**PROMPT 1**
Translate this sentence from the article about muon tomography into Spanish: "The muon detector doesn’t emit anything."
**PROMPT 2**
According to the article about muon tomography, what do pions decay into when they enter the Earth's atmosphere?
**PROMPT 3**
Write a continuation of the article about muon tomography, picking up right after its final sentence.

Space Particles Are Helping Map the Inside of Fukushima
Inspecting pipes is a pain in the tochus. Usually these pipes are covered in insulation and pumping hot, high pressure steam. To inspect them, you have to shut down the pipe, take it out of service, remove the insulation, then apply X-rays or ultrasound—both of which require special certification to use because of the radiation involved.
But the days of butt-achey industrial inspection could be numbered, because a group of scientists at Los Alamos National Lab (you know, the atomic bomb place?) have figured out how to see through just about anything—including the radioactive disaster zone inside the Fukushima reactor core—using subatomic particles from outer space.
“Any industrial process is subject to flow-accelerated corrosion,” says Matt Durham, lead author of a new paper detailing the process, called muon tomography. Inside a pipe, whichever side that’s in contact with a fluid tends to get eaten up. The difficulty of disassembling a pipe for inspection means that comprehensive checks rarely happen. But using muons, “you don’t have to tear it apart,” says Durham. “You just have to zap it from the outside.”
Except Durham’s method doesn’t really do any zapping. The muon detector doesn’t emit anything. Instead, it just logs naturally-occurring muons as they enter and exit the pipe in question. Radioactive particles like these are everywhere in the universe. These ones start as particles called pions, which fly around in outer space until they enter the Earth’s atmosphere and decay into muons.

**DATA SUPPLIED**
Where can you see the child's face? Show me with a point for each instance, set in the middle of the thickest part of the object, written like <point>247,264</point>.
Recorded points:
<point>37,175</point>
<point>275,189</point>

--

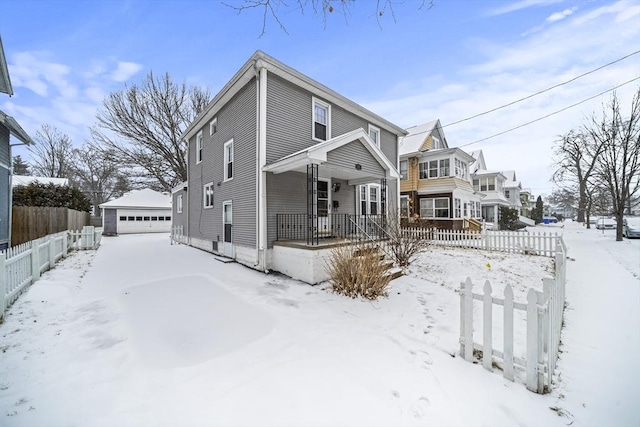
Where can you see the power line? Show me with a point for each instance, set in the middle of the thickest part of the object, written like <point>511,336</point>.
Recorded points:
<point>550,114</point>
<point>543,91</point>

**TASK RESULT 1**
El detector de muones no emite nada.

**TASK RESULT 2**
They decay into muons.

**TASK RESULT 3**
The detector works like this: Durham and his co-investigators sandwich the pipe in question between two four-by-four-foot aluminum slabs. When an errant muon passes through one of the slabs, it sends a message to a computer, which logs the particle’s trajectory. The muon continues through the pipe, then passes through the slab on the other side—which again measures the particle’s angle. By calculating the difference between angles, researchers can get an idea of the path the muon took through the pipe’s molecules. And with enough muons, they can draw a pretty good picture of what’s going on inside the pipe.
Or inside anything, really. Muon detectors were invented after the 9/11 attacks, as a way of looking for smuggled nukes. It’s no problem to sneak a bomb past an X-ray detector. But muons can see through cars, can see through boats, can see through shipping containers. “At Freeport, in the Bahamas, they have a detector big enough to drive an 18-wheeler through,” says Durham. The detector can find a lump of uranium in about a minute. “A lot of stuff goes through the Bahamas on its way to the East coast,” says Durham.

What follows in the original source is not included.